»»

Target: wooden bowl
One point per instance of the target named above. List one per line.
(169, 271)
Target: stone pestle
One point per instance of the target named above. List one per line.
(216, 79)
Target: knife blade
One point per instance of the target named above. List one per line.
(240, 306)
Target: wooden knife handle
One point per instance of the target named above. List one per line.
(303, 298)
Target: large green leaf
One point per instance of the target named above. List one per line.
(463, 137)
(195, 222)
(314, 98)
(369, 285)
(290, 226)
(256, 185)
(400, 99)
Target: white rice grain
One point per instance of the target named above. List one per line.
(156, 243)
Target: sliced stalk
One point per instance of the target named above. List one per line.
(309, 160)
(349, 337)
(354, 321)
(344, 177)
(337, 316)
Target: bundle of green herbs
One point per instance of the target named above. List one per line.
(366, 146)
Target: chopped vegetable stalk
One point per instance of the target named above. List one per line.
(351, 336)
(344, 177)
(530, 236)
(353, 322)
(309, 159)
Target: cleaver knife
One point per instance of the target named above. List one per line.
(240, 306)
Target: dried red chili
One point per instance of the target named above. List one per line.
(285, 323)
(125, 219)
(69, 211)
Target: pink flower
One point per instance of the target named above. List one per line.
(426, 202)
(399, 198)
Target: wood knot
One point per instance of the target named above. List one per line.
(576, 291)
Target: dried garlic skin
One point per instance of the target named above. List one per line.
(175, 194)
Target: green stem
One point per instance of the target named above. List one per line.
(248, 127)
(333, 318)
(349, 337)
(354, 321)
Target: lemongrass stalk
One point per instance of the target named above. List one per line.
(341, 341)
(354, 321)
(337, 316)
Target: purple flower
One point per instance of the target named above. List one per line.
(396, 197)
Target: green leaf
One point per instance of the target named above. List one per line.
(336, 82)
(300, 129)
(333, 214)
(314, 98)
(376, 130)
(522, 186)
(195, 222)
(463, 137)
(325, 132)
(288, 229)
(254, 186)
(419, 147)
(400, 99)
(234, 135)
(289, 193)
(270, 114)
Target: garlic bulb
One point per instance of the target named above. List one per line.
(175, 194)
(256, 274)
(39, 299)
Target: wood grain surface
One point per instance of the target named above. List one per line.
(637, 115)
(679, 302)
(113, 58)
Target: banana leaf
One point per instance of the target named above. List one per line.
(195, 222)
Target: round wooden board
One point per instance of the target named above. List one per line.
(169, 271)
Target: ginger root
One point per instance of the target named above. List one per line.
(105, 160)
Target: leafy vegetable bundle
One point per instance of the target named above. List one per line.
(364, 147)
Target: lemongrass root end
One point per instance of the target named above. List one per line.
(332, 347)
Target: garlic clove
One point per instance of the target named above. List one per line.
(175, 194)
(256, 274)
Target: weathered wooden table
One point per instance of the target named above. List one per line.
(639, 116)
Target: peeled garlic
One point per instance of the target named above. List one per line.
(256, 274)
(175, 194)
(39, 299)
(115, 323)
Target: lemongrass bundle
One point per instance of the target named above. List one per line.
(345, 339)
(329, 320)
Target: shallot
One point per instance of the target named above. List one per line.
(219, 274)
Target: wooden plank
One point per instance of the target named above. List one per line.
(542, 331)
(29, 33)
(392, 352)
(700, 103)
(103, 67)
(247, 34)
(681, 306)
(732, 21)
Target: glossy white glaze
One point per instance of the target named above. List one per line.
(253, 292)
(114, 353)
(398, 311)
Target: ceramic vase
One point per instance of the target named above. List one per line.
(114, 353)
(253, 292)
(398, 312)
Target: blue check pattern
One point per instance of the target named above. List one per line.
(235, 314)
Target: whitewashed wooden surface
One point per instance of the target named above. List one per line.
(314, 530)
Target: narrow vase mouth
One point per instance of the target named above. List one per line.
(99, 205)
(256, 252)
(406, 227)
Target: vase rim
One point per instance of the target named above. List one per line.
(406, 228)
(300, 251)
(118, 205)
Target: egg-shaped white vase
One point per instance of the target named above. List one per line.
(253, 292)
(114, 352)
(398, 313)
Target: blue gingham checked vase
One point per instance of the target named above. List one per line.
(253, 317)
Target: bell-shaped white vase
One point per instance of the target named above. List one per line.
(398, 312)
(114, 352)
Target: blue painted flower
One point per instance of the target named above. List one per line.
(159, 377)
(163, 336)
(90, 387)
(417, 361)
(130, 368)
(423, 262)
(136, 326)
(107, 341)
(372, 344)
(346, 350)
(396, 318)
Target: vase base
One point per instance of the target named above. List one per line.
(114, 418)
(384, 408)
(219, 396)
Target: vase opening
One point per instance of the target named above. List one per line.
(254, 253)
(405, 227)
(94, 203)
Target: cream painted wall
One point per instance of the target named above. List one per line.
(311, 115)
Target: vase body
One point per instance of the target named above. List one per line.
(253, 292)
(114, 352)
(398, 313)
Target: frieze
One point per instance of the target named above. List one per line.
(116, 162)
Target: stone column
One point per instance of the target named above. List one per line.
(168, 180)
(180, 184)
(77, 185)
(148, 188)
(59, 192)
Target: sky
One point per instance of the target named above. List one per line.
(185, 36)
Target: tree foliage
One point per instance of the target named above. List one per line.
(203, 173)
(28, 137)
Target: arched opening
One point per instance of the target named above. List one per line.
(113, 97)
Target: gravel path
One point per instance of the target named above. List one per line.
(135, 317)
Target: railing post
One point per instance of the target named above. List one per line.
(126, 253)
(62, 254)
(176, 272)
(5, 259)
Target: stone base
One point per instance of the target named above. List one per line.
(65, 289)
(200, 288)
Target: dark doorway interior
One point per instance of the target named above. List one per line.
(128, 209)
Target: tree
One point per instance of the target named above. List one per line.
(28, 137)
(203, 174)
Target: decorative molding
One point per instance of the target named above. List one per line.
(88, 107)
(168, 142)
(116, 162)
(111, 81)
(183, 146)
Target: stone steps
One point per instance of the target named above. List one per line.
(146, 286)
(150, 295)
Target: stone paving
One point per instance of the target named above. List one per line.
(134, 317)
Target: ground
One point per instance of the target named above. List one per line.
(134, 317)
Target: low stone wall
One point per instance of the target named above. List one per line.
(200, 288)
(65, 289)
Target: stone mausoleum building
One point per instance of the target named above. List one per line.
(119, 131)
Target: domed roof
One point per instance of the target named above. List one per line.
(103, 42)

««

- _What to do_
A precise copy of the whole listing is the expected answer.

- _Reply to the task_
Target: wooden bowl
One point per instance of the target named above. List one per line.
(169, 271)
Target: stone pestle
One point per instance of the target named above. List one per line.
(216, 79)
Target: knife blade
One point per instance of the target named above. List one per line.
(240, 306)
Target: wooden knife handle
One point per instance of the target named above. List one per line.
(303, 298)
Target: large green leaf
One point per instance of the target named above. List one per line.
(463, 137)
(195, 222)
(314, 98)
(369, 285)
(290, 226)
(256, 185)
(400, 99)
Target: white rice grain
One point per instance of the target named above. List one per line.
(156, 243)
Target: sliced stalk
One point per instance of the target named above. List one per line.
(309, 160)
(349, 337)
(354, 321)
(344, 177)
(337, 316)
Target: bundle of green herbs
One point per instance of the target named above. List one per line.
(366, 146)
Target: chopped vegetable stalk
One point per instance of the target named above. List one per line.
(351, 336)
(344, 177)
(530, 236)
(353, 322)
(309, 159)
Target: cleaver knife
One point per instance of the target named above. List one per line.
(240, 306)
Target: dried red chili
One point per instance of the target named above. List one per line.
(285, 323)
(125, 219)
(69, 211)
Target: pink flower
One point per instance of the target named above. List one per line.
(426, 202)
(399, 198)
Target: wood knot
One point per instance of the target named above. List one per line.
(576, 291)
Target: dried garlic skin
One point per instance of the target named above. List one per line.
(175, 194)
Target: green stem
One point per instance of the target named above. List one per line.
(248, 127)
(333, 318)
(349, 337)
(354, 321)
Target: lemongrass stalk
One point per instance of the target named above. List one per line.
(341, 341)
(354, 321)
(337, 316)
Target: purple flower
One point per instance of the target named above. List one per line.
(396, 197)
Target: green leaf
One point per instance of the target named above. List one per line.
(336, 82)
(300, 129)
(333, 214)
(314, 98)
(376, 130)
(522, 186)
(195, 222)
(463, 137)
(325, 132)
(288, 229)
(254, 186)
(419, 147)
(400, 99)
(234, 135)
(289, 193)
(270, 114)
Target: garlic bulb
One point per instance of the target named above. List one per line.
(175, 194)
(256, 274)
(39, 299)
Target: wood grain surface
One point per instance of the target named above. List one per line.
(637, 115)
(679, 302)
(113, 58)
Target: banana leaf
One point per instance of the target named above. List one per line.
(195, 222)
Target: round wooden board
One point per instance of the target named above. List one per line.
(169, 271)
Target: ginger root
One point per instance of the target named above. List one per line.
(105, 160)
Target: leafy vegetable bundle
One point per instance of the target named above. List one per line.
(364, 147)
Target: lemongrass root end
One point per instance of the target named above. List one per line.
(332, 347)
Target: garlic clove
One point per instance of the target named above. List one per line.
(175, 194)
(256, 274)
Target: weathered wooden table
One point per instance of the target named above. List one per line.
(639, 116)
Target: peeled garlic
One point per instance of the target named above. List one per line.
(256, 274)
(175, 194)
(39, 299)
(115, 323)
Target: lemongrass bundle
One point per instance of the target named above. List one per line.
(345, 339)
(329, 320)
Target: shallot
One point per instance of the target named above. List one per line.
(219, 274)
Target: wooden plank
One point per instance of the target named above. List one per line.
(542, 331)
(29, 33)
(392, 352)
(700, 103)
(103, 67)
(247, 34)
(681, 306)
(732, 21)
Target: glossy white glaze
One point per instance of the target named above. List one per line.
(253, 292)
(114, 353)
(398, 311)
Target: ceramic vase
One point per instance of the target named above. List one per line.
(114, 353)
(253, 292)
(398, 312)
Target: blue check pattern
One point per instance of the target named above. List one per line.
(235, 314)
Target: whitewashed wooden surface
One point per instance of the target named above. List one per line.
(314, 530)
Target: narrow vase mouth
One point per instance of the target named above. List one per line.
(99, 205)
(256, 252)
(406, 227)
Target: vase rim
One point per instance of the target named above. List one per line.
(406, 228)
(300, 251)
(118, 205)
Target: egg-shaped white vase
One point per instance of the target named above. List one per line.
(253, 292)
(114, 352)
(398, 313)
Target: blue gingham checked vase
One point per instance of the target named above. List one per line.
(253, 317)
Target: bell-shaped white vase
One point per instance of the target named above. List one per line.
(398, 312)
(114, 352)
Target: blue painted flower
One point per instance of the target named above. List one per line.
(159, 377)
(163, 336)
(90, 387)
(417, 361)
(130, 368)
(423, 262)
(136, 326)
(107, 341)
(372, 344)
(346, 350)
(396, 318)
Target: vase base
One point per instance of the target named above. List one per line.
(114, 418)
(384, 408)
(219, 396)
Target: vase opening
One point per instance of the target named above. List one per line.
(254, 253)
(405, 227)
(94, 203)
Target: cream painted wall
One point per instance of the target named above. List one per line.
(311, 115)
Target: vase body
One point per instance of the target named above. List one per line.
(253, 292)
(114, 352)
(398, 313)
Target: frieze
One point per instance of the target named above. List one per line.
(116, 162)
Target: stone column
One point per instance of the target named above. List one per line.
(168, 180)
(180, 184)
(77, 185)
(148, 188)
(59, 192)
Target: sky
One point per instance of the target named above. List one per line.
(185, 36)
Target: tree foliage
One point per instance of the target named above. List one per line.
(203, 173)
(28, 137)
Target: arched opening
One point per instance of the target named above. List one per line.
(113, 97)
Target: gravel path
One point per instance of the target named above. List one per line.
(135, 317)
Target: railing post
One point per instance of the target named above. List one per line.
(126, 253)
(62, 254)
(176, 272)
(5, 259)
Target: stone base
One point per instance of the target named above. List one per line.
(65, 289)
(200, 288)
Target: dark doorway interior
One point per instance of the target named above. List one per line.
(128, 209)
Target: tree
One point per instance of the target named above. List one per line.
(28, 137)
(203, 174)
Target: decorative molding
One point per instance of the target named above. List one per line.
(88, 107)
(168, 142)
(116, 162)
(111, 81)
(183, 146)
Target: stone steps
One point per instance of the target named above. List one per line.
(146, 286)
(150, 295)
Target: stone paving
One point per instance of the target named above. List one per line.
(134, 317)
Target: ground
One point per instance of the target named above. List one per line.
(134, 317)
Target: low stone wall
One point per instance of the target named above. List one per line.
(200, 288)
(65, 289)
Target: stone mausoleum building
One point per instance of the target named above. List one per line.
(119, 131)
Target: domed roof
One point per instance of the target named above. List one per line.
(103, 42)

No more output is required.